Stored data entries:
++++++++++

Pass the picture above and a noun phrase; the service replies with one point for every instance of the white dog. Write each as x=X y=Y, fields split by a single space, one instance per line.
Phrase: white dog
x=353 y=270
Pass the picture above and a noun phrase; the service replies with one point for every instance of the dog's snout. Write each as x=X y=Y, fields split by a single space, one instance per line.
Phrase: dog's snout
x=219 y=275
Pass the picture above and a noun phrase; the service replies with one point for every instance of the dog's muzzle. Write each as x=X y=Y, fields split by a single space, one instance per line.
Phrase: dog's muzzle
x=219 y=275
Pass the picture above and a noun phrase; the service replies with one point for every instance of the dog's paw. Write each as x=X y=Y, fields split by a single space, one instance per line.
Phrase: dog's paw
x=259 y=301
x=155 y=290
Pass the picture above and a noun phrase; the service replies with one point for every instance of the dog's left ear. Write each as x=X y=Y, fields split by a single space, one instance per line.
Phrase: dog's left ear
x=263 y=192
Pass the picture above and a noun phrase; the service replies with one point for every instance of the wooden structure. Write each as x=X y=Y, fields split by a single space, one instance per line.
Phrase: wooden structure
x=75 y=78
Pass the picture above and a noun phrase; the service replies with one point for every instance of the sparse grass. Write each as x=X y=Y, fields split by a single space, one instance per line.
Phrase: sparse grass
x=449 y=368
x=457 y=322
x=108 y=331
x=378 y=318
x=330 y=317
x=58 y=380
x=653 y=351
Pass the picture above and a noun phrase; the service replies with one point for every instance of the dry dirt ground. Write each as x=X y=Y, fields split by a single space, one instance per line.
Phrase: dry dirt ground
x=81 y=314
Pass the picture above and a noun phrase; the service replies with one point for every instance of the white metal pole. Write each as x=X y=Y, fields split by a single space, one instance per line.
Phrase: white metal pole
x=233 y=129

++++++++++

:: About this exercise ::
Produce a word-for-word restatement of all the records.

:: Task solution ::
Pass the picture above and a noun phrase; the service replies with one point for every instance of the white dog. Write each as x=X y=Y, fields split by a single space, one instance per line.
Phrase: white dog
x=353 y=270
Pass the picture above and a noun phrase; the service replies with one point for every instance of the dog's snout. Write each as x=X y=Y, fields split by a single space, one instance per line.
Phrase: dog's snout
x=219 y=275
Pass the picture above and a noun phrase; the service replies with one point for every instance of the dog's muzzle. Write each as x=X y=Y, fields split by a single space, one instance per line.
Phrase: dog's muzzle
x=219 y=275
Pass the picture above and a noun phrase; the service replies with one point for every instance of the dog's paw. Write each as x=X y=Y, fields split by a single space, one instance per line.
Phrase: dog's paw
x=259 y=301
x=155 y=290
Pass the picture above and a noun phrase; the service replies with one point for every instance of the dog's left ear. Write each as x=X y=Y, fields split by a single space, one instance per line.
Phrase: dog's left ear
x=263 y=192
Pass the picture above and a noun phrase; the service replies with one point for every instance of the wooden structure. Write each as x=X y=Y, fields split by a single space, one instance per line.
Phrase: wooden structure
x=75 y=78
Pass the picture above and a noun phrase; the service replies with one point for every instance of the sparse grass. Write each as x=X y=Y, fields split by a single space, one instance per line.
Phrase: sparse grass
x=449 y=368
x=457 y=322
x=108 y=331
x=378 y=318
x=330 y=317
x=58 y=380
x=653 y=351
Pass the picture above and a noun phrase; the service replies with one point for every instance of the dry dirt ground. Write each as x=X y=Y, fields split by a single space, one instance per line.
Phrase: dry dirt ground
x=81 y=314
Pass the picture above and a noun phrase; the service replies with one point for every instance of the white metal pole. Write each as x=X y=Y, fields split by a single space, one instance per line.
Phrase: white metal pole
x=233 y=129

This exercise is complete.